Document segment:
Wellington Phoenix Football Club Reserves is a football team based in Wellington, New Zealand. They currently serve as the reserve side of the Wellington Phoenix FC of the A-League and compete in the New Zealand National League.

History
From 2010 to 2013, a Wellington Phoenix reserve side took part in the ASB Phoenix Challenge competition against ASB Premiership sides, however these games were separate to the main competition.

On 22 August 2014 it was announced that the club had been granted permission to field a reserve side in the 2014–15 ASB Premiership, the highest level of football in New Zealand. The team made their debut in the competition on 1 November 2014 against Team Wellington. Tyler Boyd scored the first goal in the reserves' history, but that could not prevent them losing 1–2.

On 2 October 2015, Wellington Phoenix named a youth squad to take part in the ASB Youth League.

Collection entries
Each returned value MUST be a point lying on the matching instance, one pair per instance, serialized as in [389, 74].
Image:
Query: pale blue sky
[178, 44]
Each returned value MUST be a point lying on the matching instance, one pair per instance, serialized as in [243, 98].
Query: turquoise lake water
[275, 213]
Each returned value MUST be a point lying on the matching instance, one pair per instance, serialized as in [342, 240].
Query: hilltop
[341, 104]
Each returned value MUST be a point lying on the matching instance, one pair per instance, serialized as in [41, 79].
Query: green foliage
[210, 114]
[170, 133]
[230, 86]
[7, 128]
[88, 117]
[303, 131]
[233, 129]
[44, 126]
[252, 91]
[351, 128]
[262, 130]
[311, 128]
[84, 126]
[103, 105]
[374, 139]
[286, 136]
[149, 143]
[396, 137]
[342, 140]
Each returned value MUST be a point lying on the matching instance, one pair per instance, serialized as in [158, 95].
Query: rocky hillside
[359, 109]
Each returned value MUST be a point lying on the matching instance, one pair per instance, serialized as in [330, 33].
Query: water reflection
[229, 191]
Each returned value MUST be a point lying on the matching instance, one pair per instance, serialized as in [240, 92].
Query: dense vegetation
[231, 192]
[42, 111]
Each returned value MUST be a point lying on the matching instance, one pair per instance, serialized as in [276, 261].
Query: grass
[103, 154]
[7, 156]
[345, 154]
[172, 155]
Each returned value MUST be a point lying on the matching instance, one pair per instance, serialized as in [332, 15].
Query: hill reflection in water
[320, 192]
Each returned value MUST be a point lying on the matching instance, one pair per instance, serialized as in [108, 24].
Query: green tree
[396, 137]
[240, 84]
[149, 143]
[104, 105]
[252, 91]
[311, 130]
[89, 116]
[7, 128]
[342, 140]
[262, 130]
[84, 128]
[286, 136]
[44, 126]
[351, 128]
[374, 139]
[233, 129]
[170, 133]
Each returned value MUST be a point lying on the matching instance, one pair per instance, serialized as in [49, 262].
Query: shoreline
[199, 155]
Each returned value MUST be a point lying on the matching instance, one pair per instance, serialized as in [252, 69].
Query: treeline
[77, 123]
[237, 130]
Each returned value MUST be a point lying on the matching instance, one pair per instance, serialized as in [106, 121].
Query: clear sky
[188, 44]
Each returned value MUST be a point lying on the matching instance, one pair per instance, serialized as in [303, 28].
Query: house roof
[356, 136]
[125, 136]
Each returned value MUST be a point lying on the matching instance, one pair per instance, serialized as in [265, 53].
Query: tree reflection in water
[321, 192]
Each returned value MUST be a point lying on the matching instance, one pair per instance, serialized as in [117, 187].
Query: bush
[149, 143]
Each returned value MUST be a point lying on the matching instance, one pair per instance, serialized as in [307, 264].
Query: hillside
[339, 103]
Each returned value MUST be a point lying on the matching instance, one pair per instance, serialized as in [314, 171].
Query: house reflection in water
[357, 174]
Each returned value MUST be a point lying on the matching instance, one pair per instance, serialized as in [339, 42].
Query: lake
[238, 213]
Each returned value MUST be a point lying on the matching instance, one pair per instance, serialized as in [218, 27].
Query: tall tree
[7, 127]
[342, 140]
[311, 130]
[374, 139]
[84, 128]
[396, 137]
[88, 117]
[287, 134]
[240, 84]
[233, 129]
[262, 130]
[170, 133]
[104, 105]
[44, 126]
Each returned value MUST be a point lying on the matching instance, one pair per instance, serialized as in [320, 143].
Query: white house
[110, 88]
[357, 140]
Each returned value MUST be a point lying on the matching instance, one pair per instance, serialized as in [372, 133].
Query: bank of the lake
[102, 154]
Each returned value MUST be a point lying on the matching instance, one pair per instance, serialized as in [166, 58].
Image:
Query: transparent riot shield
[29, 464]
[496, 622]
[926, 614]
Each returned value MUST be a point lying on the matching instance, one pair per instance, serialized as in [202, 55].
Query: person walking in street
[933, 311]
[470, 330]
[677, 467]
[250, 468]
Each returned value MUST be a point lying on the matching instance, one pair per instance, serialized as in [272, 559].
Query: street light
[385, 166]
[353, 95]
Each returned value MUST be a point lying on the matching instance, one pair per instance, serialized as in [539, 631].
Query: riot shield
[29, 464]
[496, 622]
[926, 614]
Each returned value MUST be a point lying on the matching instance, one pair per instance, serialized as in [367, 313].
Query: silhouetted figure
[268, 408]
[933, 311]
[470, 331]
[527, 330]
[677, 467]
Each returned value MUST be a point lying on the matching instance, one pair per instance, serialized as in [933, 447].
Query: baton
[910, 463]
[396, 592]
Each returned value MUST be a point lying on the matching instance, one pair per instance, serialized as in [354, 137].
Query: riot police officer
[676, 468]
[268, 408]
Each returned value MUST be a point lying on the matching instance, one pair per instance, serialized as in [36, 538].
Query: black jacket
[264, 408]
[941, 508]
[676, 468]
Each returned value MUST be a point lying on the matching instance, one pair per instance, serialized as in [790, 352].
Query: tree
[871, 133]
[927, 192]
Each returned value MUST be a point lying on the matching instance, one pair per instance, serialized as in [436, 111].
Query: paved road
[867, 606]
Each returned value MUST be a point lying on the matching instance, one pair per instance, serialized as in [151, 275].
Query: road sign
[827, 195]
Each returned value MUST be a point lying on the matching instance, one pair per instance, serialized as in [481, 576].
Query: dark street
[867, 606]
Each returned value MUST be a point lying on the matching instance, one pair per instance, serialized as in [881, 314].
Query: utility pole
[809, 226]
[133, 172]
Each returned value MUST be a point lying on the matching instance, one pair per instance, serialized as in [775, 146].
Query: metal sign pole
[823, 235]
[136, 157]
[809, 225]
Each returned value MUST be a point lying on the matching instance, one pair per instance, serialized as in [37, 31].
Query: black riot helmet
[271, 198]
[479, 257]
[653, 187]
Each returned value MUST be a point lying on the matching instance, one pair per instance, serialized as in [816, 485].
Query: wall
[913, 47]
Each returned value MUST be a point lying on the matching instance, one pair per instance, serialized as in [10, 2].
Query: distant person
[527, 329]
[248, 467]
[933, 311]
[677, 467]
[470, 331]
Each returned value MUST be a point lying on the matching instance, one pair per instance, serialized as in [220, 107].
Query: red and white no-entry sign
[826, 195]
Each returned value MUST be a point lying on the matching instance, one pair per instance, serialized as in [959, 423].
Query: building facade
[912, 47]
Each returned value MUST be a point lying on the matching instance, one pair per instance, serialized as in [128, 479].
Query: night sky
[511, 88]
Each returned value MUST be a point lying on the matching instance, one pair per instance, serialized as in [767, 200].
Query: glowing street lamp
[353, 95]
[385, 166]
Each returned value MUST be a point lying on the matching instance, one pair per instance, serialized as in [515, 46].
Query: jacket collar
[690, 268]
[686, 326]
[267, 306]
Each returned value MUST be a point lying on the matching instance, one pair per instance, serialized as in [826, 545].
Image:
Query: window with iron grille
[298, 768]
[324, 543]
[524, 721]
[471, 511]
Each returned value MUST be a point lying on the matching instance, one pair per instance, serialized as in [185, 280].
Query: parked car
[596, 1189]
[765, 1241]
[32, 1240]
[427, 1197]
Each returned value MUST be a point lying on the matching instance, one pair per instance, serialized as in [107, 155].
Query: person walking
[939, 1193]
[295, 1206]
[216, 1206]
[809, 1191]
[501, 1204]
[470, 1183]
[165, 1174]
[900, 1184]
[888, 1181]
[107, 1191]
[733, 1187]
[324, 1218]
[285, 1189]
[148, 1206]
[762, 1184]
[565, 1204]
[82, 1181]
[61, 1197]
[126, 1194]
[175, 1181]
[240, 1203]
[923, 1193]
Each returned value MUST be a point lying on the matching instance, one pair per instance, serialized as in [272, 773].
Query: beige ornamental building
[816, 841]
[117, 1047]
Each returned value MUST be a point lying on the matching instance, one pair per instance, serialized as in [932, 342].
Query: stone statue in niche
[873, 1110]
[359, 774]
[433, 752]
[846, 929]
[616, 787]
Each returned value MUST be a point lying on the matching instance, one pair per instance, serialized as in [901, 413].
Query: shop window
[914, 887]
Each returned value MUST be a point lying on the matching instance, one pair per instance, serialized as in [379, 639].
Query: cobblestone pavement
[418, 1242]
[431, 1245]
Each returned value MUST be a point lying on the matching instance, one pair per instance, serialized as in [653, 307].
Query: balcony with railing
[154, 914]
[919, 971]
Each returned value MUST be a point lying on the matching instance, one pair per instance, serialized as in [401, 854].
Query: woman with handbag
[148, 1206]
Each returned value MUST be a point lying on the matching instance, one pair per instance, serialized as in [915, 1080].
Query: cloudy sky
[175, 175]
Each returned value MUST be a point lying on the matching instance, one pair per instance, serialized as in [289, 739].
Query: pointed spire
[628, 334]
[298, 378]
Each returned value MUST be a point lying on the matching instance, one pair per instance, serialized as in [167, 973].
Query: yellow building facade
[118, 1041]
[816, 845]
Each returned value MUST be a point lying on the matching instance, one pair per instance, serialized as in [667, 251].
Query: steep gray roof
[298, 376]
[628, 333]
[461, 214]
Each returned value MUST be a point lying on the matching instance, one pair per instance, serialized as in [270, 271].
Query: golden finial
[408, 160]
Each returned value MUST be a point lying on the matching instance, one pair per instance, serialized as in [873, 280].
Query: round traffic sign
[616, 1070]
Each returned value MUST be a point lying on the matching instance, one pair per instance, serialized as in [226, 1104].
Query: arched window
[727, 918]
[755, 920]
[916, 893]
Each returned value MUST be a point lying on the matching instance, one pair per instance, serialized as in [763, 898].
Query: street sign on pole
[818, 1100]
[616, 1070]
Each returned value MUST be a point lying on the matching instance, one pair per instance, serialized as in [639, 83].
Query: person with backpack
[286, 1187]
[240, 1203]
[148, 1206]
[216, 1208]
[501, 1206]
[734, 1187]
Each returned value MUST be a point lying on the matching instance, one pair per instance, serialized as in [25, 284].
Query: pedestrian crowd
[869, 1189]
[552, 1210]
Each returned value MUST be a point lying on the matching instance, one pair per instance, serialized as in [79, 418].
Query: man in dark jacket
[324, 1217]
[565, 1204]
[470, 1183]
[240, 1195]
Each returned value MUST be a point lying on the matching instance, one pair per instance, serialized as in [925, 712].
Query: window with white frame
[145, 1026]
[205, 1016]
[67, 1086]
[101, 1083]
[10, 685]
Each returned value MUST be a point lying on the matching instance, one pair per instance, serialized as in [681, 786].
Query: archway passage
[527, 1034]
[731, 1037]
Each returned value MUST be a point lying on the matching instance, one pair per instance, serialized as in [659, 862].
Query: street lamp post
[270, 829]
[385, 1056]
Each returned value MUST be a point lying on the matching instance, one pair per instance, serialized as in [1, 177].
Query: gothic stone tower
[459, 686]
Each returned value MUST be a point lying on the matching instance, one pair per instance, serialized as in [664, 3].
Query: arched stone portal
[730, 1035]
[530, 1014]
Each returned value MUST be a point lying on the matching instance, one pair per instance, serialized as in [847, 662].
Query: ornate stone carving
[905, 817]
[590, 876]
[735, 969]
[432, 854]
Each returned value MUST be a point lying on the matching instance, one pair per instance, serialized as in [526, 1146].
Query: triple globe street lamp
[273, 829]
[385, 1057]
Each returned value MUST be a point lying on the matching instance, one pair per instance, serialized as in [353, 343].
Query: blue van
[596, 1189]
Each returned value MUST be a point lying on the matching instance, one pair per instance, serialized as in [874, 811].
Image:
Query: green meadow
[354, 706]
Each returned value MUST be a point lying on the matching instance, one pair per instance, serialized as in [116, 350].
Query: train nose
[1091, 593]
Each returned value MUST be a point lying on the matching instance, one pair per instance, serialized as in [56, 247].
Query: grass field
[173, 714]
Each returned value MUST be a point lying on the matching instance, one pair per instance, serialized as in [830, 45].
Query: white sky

What you need to do:
**a.** Translate this sentence from the passage on the Wellington Phoenix reserves into Spanish: "The team made their debut in the competition on 1 November 2014 against Team Wellington."
**b.** Summarize the passage on the Wellington Phoenix reserves in two sentences.
**c.** Based on the passage on the Wellington Phoenix reserves, state whether each statement agrees with it, answering yes or no and quoting the words that decide it: (i) The reserves won their first ASB Premiership match. (ii) The ASB Phoenix Challenge games counted as part of the main ASB Premiership competition. (iii) Tyler Boyd scored the first goal in the reserves' history.

Completed exercise:
**a.** El equipo debutó en la competición el 1 de noviembre de 2014 contra Team Wellington.

**b.** Wellington Phoenix Football Club Reserves is a Wellington-based football team that serves as the reserve side of the A-League's Wellington Phoenix FC and competes in the New Zealand National League. After playing ASB Premiership sides in the separate ASB Phoenix Challenge from 2010 to 2013, the reserves were granted permission in 2014 to field a side in the ASB Premiership, where they debuted with a 1–2 loss to Team Wellington on 1 November 2014.

**c.**
(i) No: "but that could not prevent them losing 1–2."
(ii) No: "however these games were separate to the main competition."
(iii) Yes: "Tyler Boyd scored the first goal in the reserves' history."